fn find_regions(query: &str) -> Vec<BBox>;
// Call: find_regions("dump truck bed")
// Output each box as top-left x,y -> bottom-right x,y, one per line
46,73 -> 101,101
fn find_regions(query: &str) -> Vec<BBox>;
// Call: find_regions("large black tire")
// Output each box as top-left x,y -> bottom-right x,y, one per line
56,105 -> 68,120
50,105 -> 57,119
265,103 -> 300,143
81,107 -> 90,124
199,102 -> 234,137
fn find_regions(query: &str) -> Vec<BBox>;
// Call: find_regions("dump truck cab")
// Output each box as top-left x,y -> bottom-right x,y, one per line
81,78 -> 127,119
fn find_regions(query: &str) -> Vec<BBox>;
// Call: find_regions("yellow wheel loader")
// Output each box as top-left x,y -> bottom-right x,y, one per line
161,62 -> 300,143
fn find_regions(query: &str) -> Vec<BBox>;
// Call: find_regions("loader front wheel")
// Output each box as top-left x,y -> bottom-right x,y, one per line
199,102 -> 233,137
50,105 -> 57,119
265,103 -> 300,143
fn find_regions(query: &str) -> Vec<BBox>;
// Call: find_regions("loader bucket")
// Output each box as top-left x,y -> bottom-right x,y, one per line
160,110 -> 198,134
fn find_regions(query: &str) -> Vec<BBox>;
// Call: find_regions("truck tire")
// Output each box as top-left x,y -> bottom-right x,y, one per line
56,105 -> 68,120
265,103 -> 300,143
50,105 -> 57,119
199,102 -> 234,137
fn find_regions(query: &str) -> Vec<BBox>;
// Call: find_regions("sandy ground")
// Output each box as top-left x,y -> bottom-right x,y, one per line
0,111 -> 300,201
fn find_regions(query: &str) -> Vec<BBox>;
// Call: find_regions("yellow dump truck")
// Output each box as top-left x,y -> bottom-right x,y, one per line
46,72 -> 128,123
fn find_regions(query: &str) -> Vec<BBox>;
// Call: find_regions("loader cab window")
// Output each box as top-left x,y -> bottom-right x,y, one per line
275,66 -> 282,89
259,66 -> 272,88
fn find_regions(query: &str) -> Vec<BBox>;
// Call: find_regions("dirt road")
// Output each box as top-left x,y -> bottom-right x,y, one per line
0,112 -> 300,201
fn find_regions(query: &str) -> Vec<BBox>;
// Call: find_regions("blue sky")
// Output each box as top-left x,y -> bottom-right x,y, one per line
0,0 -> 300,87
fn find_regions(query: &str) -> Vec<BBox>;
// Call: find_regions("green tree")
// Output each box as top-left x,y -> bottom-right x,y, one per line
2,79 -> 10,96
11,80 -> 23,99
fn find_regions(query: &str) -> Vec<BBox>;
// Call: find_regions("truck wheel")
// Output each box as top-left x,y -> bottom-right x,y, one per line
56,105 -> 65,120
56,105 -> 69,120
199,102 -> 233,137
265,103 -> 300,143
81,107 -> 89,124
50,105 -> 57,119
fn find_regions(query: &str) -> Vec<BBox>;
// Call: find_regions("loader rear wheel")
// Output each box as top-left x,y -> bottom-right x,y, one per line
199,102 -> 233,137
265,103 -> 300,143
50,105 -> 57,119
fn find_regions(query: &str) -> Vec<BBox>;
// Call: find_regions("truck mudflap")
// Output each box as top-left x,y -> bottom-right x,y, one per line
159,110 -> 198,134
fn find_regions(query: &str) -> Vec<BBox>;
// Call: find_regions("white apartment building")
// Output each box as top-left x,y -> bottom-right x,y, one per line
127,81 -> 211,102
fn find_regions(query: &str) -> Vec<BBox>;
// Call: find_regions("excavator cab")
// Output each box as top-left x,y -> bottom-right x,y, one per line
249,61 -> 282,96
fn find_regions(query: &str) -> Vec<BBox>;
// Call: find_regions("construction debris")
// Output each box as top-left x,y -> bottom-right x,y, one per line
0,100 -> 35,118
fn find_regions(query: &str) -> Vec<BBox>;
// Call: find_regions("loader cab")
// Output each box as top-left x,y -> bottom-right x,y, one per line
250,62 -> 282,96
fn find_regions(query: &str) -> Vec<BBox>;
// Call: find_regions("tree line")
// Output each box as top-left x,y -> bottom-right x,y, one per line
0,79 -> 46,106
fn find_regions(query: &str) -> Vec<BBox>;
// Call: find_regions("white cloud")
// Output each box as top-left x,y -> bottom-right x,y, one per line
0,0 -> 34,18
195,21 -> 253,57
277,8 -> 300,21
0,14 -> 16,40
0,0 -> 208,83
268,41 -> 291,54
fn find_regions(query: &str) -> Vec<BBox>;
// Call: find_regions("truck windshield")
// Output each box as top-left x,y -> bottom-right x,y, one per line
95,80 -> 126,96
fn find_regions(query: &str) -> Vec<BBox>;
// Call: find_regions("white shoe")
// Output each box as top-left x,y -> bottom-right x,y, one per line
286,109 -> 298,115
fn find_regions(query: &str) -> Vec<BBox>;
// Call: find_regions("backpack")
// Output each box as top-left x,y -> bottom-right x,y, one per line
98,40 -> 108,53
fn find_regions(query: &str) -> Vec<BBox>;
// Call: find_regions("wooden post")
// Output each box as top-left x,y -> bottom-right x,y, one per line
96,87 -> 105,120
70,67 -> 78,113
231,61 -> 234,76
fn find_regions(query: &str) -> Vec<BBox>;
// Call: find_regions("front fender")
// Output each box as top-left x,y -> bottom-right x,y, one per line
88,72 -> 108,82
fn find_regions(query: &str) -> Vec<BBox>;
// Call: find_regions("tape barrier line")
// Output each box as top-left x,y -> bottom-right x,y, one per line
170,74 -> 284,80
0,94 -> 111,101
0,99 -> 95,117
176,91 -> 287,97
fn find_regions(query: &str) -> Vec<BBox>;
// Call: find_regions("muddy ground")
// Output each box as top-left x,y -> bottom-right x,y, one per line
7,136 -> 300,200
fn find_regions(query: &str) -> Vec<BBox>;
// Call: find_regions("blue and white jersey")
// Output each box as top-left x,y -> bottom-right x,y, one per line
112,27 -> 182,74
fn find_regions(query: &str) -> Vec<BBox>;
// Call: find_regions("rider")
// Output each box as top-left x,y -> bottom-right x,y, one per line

──────

* YOUR INSTRUCTIONS
List every line from the records that contains the word "yellow", matching case exactly.

* COMPLETE ANSWER
// Call: find_regions("yellow wheel loader")
// Call: find_regions("yellow dump truck")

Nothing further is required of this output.